-- QUELLENAUSZUG --
((

Aphiniya Grimm hat in Thailand ihren Mann kennengelernt und kam mit ihm 1993 nach Deutschland. In Frankfurt fehlten ihr die Bäume und sie schloss daraus, daß die hiesige Industrie nicht im Einklang mit der Natur lebt. Sie fragte sich, wie sie da leben könne und wo die Leute auf den leeren und stillen Straßen seien. Sie wies darauf hin, daß die Frau in Thailand die Familienkasse verwaltet.
Yasmin Perez aus Venezuela ist Juristin und kam mit ihrem deutschen Mann 2010 nach Deutschland. Ihr fiel auf, daß die Leute in Bus und Bahn sich nicht anschauen und nicht miteinander reden. Auch zeigen in ihrer Heimat die Jüngeren den Älteren gegenüber mehr Respekt. Allerdings fragt man dort schnell nach den privaten Verhältnissen des Gegenüber und kennt keine private Abgrenzung. Hier wundert sie sich darüber, daß man sich am Telefon sofort mit dem vollen Namen meldet.

))

-- UNTERSUCHTE DATEN --
((

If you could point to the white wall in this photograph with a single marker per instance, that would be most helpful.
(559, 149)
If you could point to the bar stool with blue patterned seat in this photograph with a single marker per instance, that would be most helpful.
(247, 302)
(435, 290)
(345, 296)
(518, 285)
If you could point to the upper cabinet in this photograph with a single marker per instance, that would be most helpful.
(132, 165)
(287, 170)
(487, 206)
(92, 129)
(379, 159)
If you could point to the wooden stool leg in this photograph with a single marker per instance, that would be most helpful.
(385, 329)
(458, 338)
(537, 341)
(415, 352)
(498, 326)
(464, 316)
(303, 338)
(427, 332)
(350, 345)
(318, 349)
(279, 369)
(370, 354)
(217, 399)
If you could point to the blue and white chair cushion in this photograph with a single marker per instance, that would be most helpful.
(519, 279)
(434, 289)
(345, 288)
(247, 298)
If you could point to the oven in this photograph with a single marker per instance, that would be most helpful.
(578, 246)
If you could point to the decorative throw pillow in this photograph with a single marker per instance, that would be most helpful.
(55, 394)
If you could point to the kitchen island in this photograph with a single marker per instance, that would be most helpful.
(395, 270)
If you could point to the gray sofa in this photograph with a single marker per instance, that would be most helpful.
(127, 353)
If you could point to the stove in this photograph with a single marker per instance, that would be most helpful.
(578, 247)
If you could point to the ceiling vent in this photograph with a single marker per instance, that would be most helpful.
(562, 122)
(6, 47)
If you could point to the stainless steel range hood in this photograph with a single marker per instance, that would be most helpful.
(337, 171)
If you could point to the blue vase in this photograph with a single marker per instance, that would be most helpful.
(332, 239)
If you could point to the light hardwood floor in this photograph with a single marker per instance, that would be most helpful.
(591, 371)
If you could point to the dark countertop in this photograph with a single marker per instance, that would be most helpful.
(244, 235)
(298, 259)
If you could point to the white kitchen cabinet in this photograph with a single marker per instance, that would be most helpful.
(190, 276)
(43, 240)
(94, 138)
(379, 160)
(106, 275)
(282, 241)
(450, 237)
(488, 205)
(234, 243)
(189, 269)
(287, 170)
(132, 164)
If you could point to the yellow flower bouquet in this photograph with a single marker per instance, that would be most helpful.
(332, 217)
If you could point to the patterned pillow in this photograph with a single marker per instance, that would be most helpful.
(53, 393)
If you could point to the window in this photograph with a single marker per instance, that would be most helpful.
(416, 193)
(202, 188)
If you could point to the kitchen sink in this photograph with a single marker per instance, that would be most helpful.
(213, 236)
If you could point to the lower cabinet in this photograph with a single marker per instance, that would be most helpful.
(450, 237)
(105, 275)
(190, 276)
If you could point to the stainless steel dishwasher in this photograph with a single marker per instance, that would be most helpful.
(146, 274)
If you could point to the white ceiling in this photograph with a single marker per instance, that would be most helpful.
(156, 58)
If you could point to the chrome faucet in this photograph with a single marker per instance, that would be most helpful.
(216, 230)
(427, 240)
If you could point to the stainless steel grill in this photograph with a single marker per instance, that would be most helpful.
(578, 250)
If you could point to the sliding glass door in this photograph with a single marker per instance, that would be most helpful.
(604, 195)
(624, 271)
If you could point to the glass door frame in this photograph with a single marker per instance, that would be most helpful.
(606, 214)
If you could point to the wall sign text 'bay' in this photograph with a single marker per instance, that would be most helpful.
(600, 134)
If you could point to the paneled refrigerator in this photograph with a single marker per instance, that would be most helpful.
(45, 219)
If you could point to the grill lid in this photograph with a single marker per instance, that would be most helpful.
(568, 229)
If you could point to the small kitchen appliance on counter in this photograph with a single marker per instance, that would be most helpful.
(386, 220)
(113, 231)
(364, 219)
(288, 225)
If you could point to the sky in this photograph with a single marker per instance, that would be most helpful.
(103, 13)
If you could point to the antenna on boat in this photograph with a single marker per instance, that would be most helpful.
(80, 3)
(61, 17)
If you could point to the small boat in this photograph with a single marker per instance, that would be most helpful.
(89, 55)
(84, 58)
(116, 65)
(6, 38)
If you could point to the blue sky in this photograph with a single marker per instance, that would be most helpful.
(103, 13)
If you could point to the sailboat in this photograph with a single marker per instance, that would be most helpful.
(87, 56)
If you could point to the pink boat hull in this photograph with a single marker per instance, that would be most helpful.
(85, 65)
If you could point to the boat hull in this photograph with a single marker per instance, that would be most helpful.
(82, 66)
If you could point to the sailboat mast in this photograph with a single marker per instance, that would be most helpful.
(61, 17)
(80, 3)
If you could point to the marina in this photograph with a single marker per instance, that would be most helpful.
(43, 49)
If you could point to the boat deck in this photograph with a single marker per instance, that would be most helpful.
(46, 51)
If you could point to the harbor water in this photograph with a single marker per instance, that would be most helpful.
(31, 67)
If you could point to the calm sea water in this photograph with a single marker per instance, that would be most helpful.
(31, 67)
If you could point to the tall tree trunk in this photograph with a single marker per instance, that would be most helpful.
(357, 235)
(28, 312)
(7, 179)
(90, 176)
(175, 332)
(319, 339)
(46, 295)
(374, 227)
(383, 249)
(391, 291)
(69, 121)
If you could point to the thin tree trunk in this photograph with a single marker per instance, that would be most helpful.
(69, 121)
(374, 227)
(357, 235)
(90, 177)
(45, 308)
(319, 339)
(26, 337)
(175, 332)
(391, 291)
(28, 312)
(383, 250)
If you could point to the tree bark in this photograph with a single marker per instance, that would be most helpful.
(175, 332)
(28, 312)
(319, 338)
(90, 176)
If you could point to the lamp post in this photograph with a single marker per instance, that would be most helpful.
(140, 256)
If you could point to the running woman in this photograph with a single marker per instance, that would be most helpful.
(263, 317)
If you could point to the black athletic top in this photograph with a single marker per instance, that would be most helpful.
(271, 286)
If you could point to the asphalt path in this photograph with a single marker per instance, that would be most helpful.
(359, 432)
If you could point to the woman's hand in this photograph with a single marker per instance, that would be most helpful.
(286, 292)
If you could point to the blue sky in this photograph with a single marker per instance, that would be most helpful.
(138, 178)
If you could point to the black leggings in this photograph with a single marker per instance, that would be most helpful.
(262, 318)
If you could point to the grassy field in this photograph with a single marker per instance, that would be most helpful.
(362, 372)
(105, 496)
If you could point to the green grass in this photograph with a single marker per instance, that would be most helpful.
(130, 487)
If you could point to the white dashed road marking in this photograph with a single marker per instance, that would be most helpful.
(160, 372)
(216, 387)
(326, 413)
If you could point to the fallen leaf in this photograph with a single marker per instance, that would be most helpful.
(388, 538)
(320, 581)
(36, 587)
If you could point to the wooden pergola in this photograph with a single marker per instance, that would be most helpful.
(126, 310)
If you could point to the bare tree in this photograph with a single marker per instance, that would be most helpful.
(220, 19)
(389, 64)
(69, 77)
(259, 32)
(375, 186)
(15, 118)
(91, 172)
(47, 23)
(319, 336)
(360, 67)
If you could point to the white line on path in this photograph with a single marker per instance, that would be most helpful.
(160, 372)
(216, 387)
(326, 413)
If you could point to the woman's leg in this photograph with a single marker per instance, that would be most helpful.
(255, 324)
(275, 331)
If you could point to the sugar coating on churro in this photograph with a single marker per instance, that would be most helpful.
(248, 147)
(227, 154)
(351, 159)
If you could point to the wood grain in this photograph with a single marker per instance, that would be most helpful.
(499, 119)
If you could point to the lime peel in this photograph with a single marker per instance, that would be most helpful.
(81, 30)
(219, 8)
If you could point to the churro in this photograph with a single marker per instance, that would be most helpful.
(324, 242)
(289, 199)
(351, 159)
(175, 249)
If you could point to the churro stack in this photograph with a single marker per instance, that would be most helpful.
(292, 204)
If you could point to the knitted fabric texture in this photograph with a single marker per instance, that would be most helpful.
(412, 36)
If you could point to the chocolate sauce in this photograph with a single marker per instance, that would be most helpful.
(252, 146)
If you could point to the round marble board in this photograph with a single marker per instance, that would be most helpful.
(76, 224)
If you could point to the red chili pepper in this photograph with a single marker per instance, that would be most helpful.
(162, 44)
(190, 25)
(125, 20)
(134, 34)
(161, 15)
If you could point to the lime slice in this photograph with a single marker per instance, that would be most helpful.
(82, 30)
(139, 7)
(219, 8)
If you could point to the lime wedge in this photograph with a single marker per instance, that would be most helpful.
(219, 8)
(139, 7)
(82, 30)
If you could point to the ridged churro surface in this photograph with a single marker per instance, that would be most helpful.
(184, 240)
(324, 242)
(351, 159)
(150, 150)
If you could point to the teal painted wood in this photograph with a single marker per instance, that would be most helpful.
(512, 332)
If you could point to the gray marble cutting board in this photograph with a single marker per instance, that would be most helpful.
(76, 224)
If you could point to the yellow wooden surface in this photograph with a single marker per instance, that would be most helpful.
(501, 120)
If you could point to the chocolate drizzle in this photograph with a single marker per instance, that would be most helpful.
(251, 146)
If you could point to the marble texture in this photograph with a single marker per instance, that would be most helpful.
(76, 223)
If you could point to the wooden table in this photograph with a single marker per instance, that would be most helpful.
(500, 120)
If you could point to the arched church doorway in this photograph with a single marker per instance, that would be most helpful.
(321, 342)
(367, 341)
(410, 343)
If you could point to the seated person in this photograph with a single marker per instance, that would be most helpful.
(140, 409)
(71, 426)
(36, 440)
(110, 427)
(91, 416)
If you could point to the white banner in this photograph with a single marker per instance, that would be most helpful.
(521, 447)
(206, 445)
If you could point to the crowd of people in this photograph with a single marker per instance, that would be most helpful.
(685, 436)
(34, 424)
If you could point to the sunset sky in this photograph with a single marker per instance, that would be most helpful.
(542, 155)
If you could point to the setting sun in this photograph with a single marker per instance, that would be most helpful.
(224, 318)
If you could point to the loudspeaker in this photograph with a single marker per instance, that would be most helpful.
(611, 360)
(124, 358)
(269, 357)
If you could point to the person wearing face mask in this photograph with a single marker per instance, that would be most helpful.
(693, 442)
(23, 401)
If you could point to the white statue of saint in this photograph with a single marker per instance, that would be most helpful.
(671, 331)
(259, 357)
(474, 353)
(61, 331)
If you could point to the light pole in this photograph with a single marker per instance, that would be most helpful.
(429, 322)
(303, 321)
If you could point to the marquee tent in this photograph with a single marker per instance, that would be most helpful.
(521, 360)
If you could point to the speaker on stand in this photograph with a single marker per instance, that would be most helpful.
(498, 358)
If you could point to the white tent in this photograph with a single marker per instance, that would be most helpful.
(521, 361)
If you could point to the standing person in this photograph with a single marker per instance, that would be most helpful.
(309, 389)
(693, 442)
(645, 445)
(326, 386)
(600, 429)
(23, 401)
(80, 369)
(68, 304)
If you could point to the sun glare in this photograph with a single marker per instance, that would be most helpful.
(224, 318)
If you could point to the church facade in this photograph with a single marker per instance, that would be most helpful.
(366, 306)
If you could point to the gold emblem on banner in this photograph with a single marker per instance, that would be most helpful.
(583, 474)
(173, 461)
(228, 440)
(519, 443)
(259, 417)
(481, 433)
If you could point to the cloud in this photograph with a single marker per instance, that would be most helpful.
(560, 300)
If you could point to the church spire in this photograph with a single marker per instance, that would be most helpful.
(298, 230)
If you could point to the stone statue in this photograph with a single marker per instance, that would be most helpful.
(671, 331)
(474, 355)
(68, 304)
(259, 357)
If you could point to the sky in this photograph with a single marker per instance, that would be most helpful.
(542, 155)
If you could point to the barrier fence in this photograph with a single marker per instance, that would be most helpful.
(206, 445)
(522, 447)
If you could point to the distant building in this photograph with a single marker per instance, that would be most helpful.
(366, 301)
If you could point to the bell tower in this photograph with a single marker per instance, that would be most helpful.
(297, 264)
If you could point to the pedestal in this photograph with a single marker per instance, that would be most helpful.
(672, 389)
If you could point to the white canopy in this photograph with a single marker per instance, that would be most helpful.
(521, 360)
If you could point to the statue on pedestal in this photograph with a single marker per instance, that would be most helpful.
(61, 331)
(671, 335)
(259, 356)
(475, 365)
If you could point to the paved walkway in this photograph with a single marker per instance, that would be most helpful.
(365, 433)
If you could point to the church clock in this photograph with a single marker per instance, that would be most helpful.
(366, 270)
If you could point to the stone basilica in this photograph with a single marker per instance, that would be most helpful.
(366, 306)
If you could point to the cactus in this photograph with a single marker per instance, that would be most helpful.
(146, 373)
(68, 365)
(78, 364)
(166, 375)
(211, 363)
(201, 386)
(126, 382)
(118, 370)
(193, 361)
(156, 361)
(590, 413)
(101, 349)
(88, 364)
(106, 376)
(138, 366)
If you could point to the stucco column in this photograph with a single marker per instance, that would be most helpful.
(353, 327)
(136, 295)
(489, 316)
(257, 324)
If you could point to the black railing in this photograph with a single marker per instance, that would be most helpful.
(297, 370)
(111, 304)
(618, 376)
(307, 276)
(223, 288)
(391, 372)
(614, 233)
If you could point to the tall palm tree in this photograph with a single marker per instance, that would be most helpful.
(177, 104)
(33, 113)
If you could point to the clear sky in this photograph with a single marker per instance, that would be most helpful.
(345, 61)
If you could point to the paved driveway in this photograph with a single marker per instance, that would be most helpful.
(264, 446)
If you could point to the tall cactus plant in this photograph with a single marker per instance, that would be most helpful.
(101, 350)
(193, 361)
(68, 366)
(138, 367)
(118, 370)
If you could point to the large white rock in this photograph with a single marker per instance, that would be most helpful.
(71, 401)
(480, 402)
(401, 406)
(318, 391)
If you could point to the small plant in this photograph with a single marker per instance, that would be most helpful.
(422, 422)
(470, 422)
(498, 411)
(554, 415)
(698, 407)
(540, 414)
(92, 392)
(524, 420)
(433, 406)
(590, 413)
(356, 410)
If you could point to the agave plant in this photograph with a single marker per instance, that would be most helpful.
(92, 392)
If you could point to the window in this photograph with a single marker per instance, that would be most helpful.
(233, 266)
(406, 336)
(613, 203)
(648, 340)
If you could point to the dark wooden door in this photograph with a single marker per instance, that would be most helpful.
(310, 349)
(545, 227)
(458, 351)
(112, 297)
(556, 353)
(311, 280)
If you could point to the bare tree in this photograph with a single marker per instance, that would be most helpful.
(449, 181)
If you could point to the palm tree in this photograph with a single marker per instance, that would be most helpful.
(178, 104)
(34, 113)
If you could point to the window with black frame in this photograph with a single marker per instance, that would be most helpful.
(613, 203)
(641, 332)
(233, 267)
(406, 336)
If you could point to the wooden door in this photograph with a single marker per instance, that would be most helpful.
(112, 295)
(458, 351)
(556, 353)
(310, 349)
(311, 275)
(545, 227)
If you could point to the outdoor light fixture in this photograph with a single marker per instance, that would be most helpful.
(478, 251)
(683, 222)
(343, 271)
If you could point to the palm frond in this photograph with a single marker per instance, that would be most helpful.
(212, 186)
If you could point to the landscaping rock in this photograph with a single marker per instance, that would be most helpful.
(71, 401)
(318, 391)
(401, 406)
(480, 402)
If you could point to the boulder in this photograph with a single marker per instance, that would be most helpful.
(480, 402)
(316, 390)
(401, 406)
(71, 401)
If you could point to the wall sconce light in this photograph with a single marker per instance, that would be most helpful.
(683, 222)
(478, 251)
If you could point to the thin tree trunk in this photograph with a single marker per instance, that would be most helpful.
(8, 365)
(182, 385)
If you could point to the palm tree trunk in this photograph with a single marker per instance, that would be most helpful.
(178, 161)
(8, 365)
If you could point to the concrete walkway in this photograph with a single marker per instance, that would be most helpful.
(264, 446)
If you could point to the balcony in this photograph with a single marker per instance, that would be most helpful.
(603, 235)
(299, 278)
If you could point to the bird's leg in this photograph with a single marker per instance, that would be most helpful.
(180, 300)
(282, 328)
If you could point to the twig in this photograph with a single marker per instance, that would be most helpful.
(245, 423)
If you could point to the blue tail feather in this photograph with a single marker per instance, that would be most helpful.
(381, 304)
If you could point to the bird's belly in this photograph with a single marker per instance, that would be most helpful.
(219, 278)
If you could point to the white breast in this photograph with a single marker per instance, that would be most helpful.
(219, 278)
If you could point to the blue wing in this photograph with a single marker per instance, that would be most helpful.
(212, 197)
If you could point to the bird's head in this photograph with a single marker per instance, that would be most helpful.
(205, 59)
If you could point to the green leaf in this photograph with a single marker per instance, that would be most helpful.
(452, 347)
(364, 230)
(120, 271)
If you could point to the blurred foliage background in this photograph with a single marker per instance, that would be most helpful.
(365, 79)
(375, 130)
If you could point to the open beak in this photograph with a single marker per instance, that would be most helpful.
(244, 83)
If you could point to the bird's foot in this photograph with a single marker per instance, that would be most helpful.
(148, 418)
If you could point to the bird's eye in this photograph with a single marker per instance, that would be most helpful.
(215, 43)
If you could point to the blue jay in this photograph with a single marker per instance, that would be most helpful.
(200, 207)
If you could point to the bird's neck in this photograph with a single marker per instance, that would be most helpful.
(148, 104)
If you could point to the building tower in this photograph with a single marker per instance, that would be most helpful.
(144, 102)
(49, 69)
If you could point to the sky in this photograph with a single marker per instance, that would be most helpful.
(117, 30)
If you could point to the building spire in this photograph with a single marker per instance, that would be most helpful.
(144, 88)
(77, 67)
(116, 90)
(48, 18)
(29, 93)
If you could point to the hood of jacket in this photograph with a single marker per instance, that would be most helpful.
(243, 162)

))

-- AUFGABE --
Schreibe den Text über die Eindrücke zugewanderter Frauen von Deutschland weiter und beginne direkt nach seinem letzten Satz.

-- LÖSUNG --
Alle drei Podiumsteilnehmerinnen lobten die deutsche Pünktlichkeit. Sie seien auch im ganzen sehr freundlich auf- und angenommen worden. Es war eine bereichernde Veranstaltung, die manche Teilnehmerin nachdenklich hinterließ. Erstaunlich war für eine Griechin, daß sie bei ihrer Ankunft in Deutschland vor vielen Jahren mit den gleichen Problemen konfrontiert wurde, wie von den Podiumsteilnehmerinnen geschildert. Allgemeine Erkenntnis war, daß Integration nur gelingen kann, wenn wir uns bemühen, unterschiedliche Denk- und Lebensweisen fremder Menschen zu verstehen. U.L.